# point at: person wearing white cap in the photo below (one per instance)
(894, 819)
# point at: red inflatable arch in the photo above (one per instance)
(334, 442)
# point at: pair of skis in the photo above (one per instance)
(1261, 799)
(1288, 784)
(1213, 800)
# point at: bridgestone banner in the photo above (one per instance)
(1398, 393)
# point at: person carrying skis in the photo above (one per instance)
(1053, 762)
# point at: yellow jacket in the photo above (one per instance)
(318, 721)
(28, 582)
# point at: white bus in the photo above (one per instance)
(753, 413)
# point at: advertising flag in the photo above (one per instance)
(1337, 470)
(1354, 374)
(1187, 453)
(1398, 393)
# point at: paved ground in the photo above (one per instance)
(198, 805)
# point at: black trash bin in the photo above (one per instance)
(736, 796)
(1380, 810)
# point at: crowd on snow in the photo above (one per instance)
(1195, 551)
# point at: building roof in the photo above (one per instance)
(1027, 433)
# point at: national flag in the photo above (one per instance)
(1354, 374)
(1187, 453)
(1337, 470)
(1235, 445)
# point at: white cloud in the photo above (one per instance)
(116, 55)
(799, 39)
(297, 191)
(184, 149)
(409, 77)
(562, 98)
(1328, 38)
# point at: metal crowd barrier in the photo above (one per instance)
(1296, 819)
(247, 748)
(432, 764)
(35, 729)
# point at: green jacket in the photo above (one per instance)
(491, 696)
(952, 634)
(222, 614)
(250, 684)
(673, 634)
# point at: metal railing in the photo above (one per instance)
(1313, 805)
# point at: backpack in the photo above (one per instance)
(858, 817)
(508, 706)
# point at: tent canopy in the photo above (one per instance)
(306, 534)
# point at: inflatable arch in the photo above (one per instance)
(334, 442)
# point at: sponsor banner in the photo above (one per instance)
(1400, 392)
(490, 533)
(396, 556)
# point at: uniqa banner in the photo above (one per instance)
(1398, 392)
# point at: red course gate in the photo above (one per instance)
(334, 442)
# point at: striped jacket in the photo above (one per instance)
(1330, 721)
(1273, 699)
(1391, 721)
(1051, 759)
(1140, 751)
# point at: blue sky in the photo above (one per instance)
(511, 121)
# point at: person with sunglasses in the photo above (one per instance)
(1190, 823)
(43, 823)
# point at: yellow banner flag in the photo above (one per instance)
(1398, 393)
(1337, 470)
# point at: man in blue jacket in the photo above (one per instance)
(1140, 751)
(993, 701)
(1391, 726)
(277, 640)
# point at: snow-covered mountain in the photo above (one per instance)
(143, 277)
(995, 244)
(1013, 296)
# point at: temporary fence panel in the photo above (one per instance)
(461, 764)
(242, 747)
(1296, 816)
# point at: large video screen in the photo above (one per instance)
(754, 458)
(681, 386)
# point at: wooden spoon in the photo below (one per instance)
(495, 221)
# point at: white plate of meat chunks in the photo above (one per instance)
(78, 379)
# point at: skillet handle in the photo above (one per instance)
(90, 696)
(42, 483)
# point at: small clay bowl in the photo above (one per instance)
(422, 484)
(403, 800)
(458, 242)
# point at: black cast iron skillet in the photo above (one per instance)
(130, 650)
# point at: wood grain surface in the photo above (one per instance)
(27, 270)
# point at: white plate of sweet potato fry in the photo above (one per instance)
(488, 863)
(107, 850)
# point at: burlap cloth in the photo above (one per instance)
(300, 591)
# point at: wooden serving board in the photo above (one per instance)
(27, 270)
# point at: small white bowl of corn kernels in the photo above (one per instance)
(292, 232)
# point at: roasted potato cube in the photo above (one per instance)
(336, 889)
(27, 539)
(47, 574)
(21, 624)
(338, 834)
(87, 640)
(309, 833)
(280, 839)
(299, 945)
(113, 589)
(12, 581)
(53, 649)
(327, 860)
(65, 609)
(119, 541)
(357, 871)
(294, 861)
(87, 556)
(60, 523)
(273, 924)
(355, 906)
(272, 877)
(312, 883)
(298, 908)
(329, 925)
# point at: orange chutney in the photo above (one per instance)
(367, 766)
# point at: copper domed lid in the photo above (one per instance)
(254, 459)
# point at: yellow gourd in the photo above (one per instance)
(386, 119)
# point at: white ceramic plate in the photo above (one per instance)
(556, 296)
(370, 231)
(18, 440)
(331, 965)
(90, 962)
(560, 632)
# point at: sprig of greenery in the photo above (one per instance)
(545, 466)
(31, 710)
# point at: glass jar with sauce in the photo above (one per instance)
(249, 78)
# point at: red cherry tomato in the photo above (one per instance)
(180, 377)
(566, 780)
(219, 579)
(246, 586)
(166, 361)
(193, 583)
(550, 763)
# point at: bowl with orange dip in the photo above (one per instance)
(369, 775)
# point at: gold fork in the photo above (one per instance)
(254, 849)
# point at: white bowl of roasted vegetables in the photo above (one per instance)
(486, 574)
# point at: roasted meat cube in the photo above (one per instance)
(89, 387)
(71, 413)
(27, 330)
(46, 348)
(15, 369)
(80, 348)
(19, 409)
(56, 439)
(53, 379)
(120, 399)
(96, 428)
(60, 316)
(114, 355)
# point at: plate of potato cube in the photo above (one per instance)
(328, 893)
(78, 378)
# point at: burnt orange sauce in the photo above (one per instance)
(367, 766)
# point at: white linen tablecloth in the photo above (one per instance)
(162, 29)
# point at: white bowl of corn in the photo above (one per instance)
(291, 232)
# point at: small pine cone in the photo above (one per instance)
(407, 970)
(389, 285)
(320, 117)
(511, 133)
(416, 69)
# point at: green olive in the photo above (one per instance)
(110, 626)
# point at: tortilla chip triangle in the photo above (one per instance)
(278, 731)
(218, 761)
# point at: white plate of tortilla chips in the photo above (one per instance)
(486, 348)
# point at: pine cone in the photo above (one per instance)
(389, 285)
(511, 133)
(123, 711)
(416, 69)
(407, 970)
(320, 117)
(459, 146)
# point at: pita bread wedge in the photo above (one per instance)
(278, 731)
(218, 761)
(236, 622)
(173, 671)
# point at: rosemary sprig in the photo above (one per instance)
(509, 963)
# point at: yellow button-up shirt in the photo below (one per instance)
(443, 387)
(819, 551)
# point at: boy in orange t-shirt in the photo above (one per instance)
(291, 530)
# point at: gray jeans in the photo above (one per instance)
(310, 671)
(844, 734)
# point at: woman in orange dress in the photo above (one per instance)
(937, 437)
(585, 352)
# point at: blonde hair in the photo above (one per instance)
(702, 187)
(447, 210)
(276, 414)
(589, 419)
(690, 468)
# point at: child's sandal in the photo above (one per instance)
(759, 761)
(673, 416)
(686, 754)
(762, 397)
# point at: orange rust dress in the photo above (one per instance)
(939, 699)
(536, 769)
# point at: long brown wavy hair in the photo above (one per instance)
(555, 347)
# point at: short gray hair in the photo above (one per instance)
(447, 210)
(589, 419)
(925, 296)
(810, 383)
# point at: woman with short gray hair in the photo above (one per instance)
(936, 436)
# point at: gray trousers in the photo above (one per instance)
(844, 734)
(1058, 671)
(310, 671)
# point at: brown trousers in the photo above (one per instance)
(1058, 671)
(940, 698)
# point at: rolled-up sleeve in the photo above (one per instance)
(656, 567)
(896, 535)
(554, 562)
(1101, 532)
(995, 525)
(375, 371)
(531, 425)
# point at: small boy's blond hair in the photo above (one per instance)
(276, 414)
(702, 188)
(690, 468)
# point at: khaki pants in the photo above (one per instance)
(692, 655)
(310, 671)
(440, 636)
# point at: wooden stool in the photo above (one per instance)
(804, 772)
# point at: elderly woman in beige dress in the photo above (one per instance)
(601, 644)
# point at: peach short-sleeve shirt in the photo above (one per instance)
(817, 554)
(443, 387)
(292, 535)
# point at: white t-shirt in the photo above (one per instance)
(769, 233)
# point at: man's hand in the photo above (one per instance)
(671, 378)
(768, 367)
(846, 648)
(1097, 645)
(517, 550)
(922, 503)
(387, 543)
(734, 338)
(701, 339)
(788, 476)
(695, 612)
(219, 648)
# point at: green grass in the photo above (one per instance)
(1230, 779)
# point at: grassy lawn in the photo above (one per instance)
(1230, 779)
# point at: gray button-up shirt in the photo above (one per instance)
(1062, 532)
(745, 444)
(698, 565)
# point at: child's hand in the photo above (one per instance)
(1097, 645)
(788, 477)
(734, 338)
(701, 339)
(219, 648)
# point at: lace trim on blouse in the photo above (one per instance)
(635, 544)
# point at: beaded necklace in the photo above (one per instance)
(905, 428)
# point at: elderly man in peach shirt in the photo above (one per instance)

**Set exercise:** Write out the lines from the one containing "# point at: long" through the end of the lines, keeping every character unchanged.

**Answer in full:**
# point at: long brown wavy hair in the photo above (one per instance)
(555, 347)
# point at: short gray hair in the photo above (one per instance)
(447, 210)
(589, 419)
(925, 296)
(810, 383)
# point at: woman with short gray hair in the photo above (one per instance)
(936, 436)
# point at: gray trousers in the photo above (one per instance)
(844, 734)
(1058, 671)
(310, 671)
# point at: brown trousers in the photo above (one per instance)
(1058, 671)
(940, 698)
# point at: rolled-up sleeve in the photo above (one per instance)
(656, 567)
(896, 535)
(554, 562)
(1101, 532)
(995, 525)
(375, 371)
(531, 425)
# point at: small boy's blond hair in the photo above (one per instance)
(276, 414)
(702, 188)
(690, 468)
# point at: khaki pants in the photo above (one per instance)
(692, 655)
(310, 671)
(440, 636)
# point at: wooden stool in the photo above (one per instance)
(804, 772)
# point at: elderly woman in beige dress in the photo above (one per instance)
(601, 644)
# point at: peach short-sleeve shirt in the photo above (one per instance)
(817, 554)
(443, 387)
(292, 535)
# point at: white t-shirt in the photo above (one per instance)
(769, 233)
# point at: man's hand in the photo above (one per instance)
(671, 378)
(768, 367)
(846, 648)
(1097, 645)
(517, 550)
(922, 503)
(387, 543)
(734, 338)
(701, 339)
(788, 476)
(695, 612)
(219, 648)
# point at: green grass in the photo above (one per instance)
(1230, 779)
# point at: grassy lawn in the photo above (one per instance)
(1230, 779)
# point at: gray button-up shirt in the photo above (one per instance)
(1062, 532)
(745, 444)
(698, 565)
# point at: child's hand in the photo above (one per instance)
(1097, 645)
(788, 477)
(734, 338)
(701, 339)
(219, 648)
# point at: lace trim on blouse in the photo above (one per instance)
(635, 544)
# point at: beaded necklace in the photo above (one per instance)
(905, 428)
# point at: elderly man in peach shirt in the photo above (one per instance)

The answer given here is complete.